╭─ Text block
Assembly Required: Subroutine Calls and the 1K Challenge

The first computer I personally owned had 256 bytes of memory. Bytes. The processor in my mouse and keyboard both have more memory than that. Lots more. Granted, 256 bytes was a bit extreme, but even the embedded systems I was building as part of my job back then generally had a small fraction of the 64K bytes of memory they could address.

Some people are probably glad they don’t have to worry about things like that anymore. Me, I kind of miss it. It was often like a puzzle trying to squeeze ten more bytes out of an EPROM to get a bug fix or a new feature put in. I though with the 1K challenge underway, I might share some of the tricks we used in those days to work around the small memory problems.

I Can’t Help You…

Unfortunately, optimization at this level very often requires specific solutions and no one can help you unless they know exactly what you are doing. Often, the best ways to save memory involve either changing your algorithm or using CPU-specific features. For example, if you are storing a lot of strings but don’t need a lot of characters, perhaps you can pack your strings. On the right CPU, you might spend two bytes writing:

MOV B,#0

This presumably clears hypothetical register B and usually takes two bytes of encoding (one byte for the MOV with a bitfield that indicates the B register, and another byte for the literal zero). However, if available, an XOR instruction probably takes one byte:

XOR B,B

This also zeros register B since the XOR of anything with itself is zero. A subtract could do the same thing, if that’s available.

These are all specific to your project and platform, though. So for those sort of things you are on your own.
╰─
╭─ Information provided
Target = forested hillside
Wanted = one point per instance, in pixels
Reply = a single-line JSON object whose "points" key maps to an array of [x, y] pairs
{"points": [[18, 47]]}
╰─
Work to complete
a. Answer from the article on subroutine calls and the 1K challenge:
(i) How much memory did the first computer the author personally owned have?
(ii) How many bytes does the instruction MOV B,#0 usually take to encode?
(iii) Why does XOR B,B leave register B at zero?
b. Write the next part of the article on subroutine calls and the 1K challenge, picking up after its last sentence.
The listing plays no part in what follows.

Task results
a.
(i) 256 bytes.
(ii) Two bytes: one for the MOV with a bitfield indicating the B register, and one for the literal zero.
(iii) The XOR of anything with itself is zero.

b.
But, Some Things are Universal

One of the easiest ways to change your program involve subroutines. Most CPUs have some facility for call and return (although my 256 byte computer didn’t, oddly). The first rule is to use them. If you have four or five instructions being repeated, that’s a good candidate for a subroutine. Common sense, right? But there are a few other tricks involving subroutines to keep in mind.

The first idea is to look for items you can move into a subroutine, even if it requires a little tweak somewhere in the code. To illustrate this (and some other ideas) I went to this online assembly language simulator. It has a simple assembly language that is similar to real CPUs. The ability to be able to step through the code in your web browser is nice, too. Of course, you’ll have to apply the concepts to your specific CPU.

Below is a simple program to read a four-character ASCII string that represents a decimal number and puts it in a 16-bit register. So the string “255” will turn into 00FF in the register.

; Simple example
; Convert decimal # at istring into 16-bits in B:C
   JMP start

start:
   CALL convert
; more interesting things happen here
   HLT
convert:
   MOV B,0
   MOV C,0  ; answer in B:C
   MOV D, istring    ; Point to var
   CALL decdig  ; convert each digit
   INC D
   CALL decdig
   INC D
   CALL decdig
   INC D
    CALL decdig
    RET

shift16:
   MOV A,0
   SHL C,1
   JNC shift16a
   INC A
shift16a:
   SHL B,1
   ADD B,A   ; output carry is meaningless
   RET

decdig:
   CALL shift16; *2
   PUSH B
   PUSH C
   CALL shift16; *4
   CALL shift16    ; *8
   POP A
   ADD C,A   ; 8X+2X=10X!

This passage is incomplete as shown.